Stored dataset items:
+-------+

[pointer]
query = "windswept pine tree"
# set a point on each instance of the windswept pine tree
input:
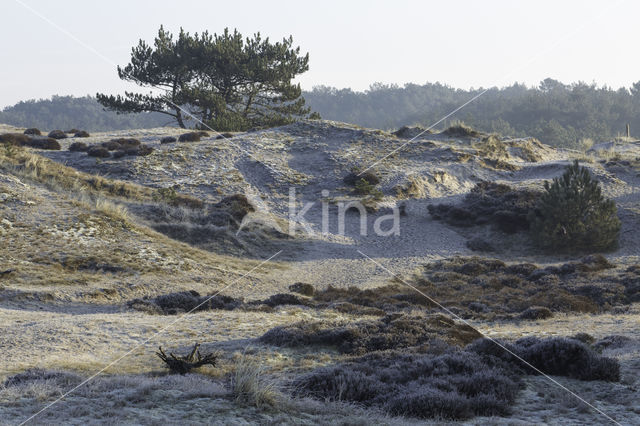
(226, 81)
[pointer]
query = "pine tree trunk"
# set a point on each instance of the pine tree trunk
(179, 118)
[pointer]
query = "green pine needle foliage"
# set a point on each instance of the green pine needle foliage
(573, 216)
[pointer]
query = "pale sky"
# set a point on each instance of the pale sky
(351, 43)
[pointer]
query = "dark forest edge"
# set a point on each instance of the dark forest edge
(564, 115)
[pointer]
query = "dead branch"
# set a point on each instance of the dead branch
(184, 364)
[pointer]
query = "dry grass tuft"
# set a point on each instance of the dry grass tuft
(251, 385)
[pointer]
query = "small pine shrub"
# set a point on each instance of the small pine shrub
(573, 215)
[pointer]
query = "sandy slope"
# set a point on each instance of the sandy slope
(83, 319)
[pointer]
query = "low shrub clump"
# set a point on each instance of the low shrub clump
(444, 382)
(502, 206)
(98, 152)
(355, 176)
(121, 144)
(406, 132)
(14, 139)
(454, 385)
(573, 215)
(57, 134)
(78, 147)
(302, 288)
(556, 356)
(394, 331)
(461, 130)
(484, 288)
(191, 137)
(43, 143)
(492, 147)
(184, 301)
(137, 151)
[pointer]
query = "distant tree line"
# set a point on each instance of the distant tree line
(66, 112)
(556, 113)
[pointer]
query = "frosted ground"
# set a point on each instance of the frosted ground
(75, 321)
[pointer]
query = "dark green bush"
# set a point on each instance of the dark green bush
(573, 215)
(502, 206)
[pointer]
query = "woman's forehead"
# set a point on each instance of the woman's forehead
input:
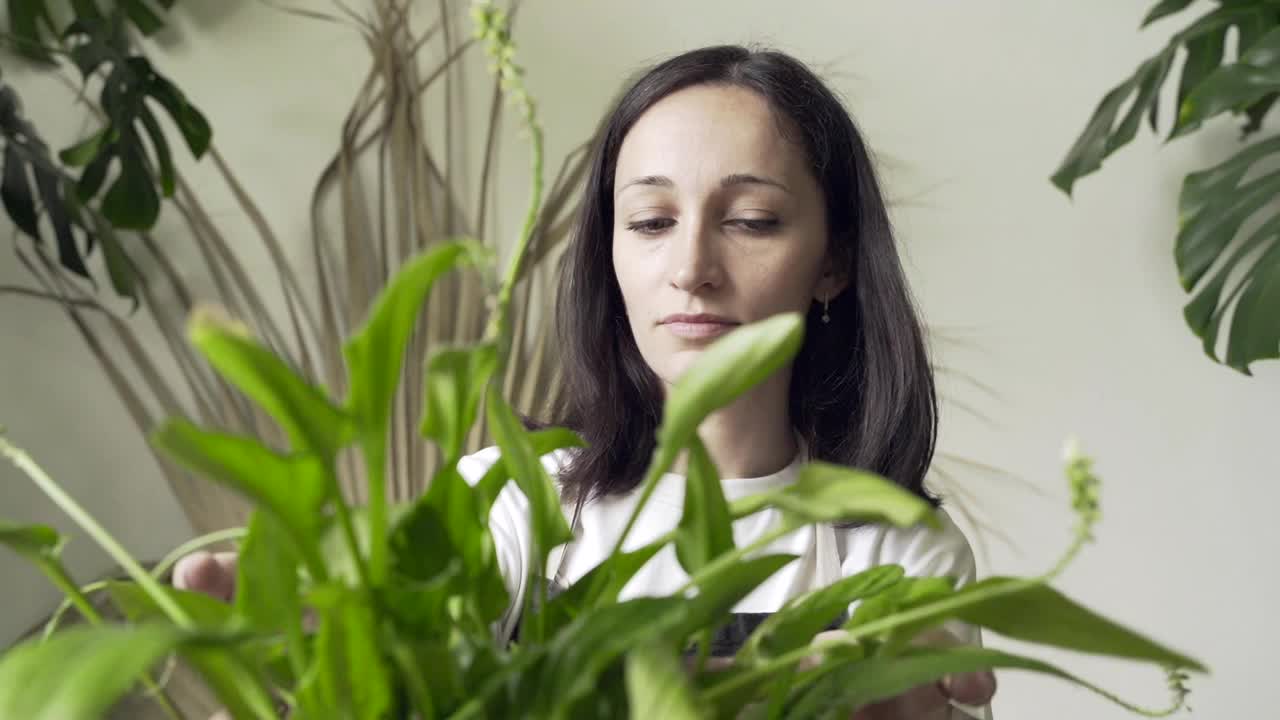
(704, 133)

+-------+

Pull every line containing "woman" out of the records.

◆ **Answer section**:
query = "woman's forehead"
# set a point on each instance of the woman's forehead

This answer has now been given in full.